96. Next Station: London. A fairly abstract flip-and-write where players will draw four routes in different colors to connect stations on their maps, with stations represented by four shapes. Players flip a deck with two cards of each shape plus some wilds, but you’re only guaranteed to see each shape once: After the fifth pink card has appeared (four shapes + wild), that round is over and you move to the next color. Each player plays a different color at the same time, so you won’t all have the same resulting map at game-end. No route can cross another one, as they can only intersect at stations, but those are worth more points. You score points for each route by multiplying the number of sectors it passes through by the number of stations in the sector where it hits the most. There are other bonuses and you can play with two public objectives (recommended) and bonus Pencil Powers (I could take or leave these) as well. I do not care for the sequel, Next Station: Tokyo, which has some scoring rules and restrictions that I think take away the looseness and fun of the original. Complexity: Low.

95. Lost Ruins of Arnak. Full review. The perfect game for folks who want a little of everything – it has a little deckbuilding, a little worker placement, a little achievement track scoring, a little resource management – and are okay with a game that doesn’t offer a lot of any one thing. It skims off the top of various mechanics, but if, say, you want a real deckbuilder, you’ll be disappointed. Players have just two workers and will build small decks to determine what actions and how many they can take in each of five rounds as they explore ancient ruins, gaining resources and uncovering monsters to defeat, while also spending resources to buy cards and move two tokens up the extremely important research track. I do like this because it has a lot of features I love, and feels heavy even though it’s fairly accessible. Complexity: Medium.

Records of labeled points:
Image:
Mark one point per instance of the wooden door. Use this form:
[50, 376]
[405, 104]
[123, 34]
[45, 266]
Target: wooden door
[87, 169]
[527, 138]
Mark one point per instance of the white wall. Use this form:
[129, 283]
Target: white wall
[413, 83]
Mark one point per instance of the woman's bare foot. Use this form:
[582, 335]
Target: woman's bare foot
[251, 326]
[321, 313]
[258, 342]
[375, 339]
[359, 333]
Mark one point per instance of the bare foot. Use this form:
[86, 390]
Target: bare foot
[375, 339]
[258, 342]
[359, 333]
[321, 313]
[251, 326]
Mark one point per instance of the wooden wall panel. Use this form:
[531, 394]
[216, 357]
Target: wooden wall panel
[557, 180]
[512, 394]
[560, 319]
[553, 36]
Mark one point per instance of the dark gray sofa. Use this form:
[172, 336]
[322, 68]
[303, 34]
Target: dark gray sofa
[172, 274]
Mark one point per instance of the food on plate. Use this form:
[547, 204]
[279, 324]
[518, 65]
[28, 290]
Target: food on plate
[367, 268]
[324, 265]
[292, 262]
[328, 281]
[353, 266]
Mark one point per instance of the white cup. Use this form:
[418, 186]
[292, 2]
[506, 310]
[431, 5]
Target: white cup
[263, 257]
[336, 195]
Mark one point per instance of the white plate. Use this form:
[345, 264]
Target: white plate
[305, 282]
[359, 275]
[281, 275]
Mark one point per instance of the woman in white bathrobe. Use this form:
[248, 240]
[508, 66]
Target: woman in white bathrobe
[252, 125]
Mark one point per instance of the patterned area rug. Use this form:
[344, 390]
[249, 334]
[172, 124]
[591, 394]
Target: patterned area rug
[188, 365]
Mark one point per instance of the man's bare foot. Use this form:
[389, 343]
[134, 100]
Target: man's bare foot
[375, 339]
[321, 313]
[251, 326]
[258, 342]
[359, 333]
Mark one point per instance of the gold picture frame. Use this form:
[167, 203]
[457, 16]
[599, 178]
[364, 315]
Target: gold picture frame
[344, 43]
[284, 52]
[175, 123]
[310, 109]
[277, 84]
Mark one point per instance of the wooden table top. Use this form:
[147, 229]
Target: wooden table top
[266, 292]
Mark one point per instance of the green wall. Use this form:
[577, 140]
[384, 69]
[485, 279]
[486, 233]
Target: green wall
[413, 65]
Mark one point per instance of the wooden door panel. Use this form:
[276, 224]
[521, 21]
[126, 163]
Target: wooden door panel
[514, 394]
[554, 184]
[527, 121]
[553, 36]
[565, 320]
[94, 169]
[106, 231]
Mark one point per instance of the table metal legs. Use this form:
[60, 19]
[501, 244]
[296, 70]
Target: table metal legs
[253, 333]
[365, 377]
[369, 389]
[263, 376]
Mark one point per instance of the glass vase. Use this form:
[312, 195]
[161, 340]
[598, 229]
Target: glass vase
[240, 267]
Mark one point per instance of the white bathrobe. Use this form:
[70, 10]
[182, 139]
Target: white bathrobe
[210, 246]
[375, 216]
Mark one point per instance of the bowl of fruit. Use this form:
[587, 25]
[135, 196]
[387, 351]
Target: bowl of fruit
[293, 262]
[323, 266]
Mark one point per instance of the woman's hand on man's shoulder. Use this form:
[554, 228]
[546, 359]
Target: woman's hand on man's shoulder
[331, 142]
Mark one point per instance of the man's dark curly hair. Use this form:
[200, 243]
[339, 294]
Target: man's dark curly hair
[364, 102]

◆ What to do
[1] Answer these questions from the game list:
(a) How many shapes represent the stations in Next Station: London?
(b) What sequel does the writer not care for?
(c) How many workers do players have in Lost Ruins of Arnak?
[2] Can you write out the part of the game list that begins at the words "95. Lost Ruins" and stops after "accessible. Complexity: Medium."?

◆ Expected outputs
[1]
(a) Four.
(b) Next Station: Tokyo.
(c) Two.

[2]
95. Lost Ruins of Arnak. Full review. The perfect game for folks who want a little of everything – it has a little deckbuilding, a little worker placement, a little achievement track scoring, a little resource management – and are okay with a game that doesn’t offer a lot of any one thing. It skims off the top of various mechanics, but if, say, you want a real deckbuilder, you’ll be disappointed. Players have just two workers and will build small decks to determine what actions and how many they can take in each of five rounds as they explore ancient ruins, gaining resources and uncovering monsters to defeat, while also spending resources to buy cards and move two tokens up the extremely important research track. I do like this because it has a lot of features I love, and feels heavy even though it’s fairly accessible. Complexity: Medium.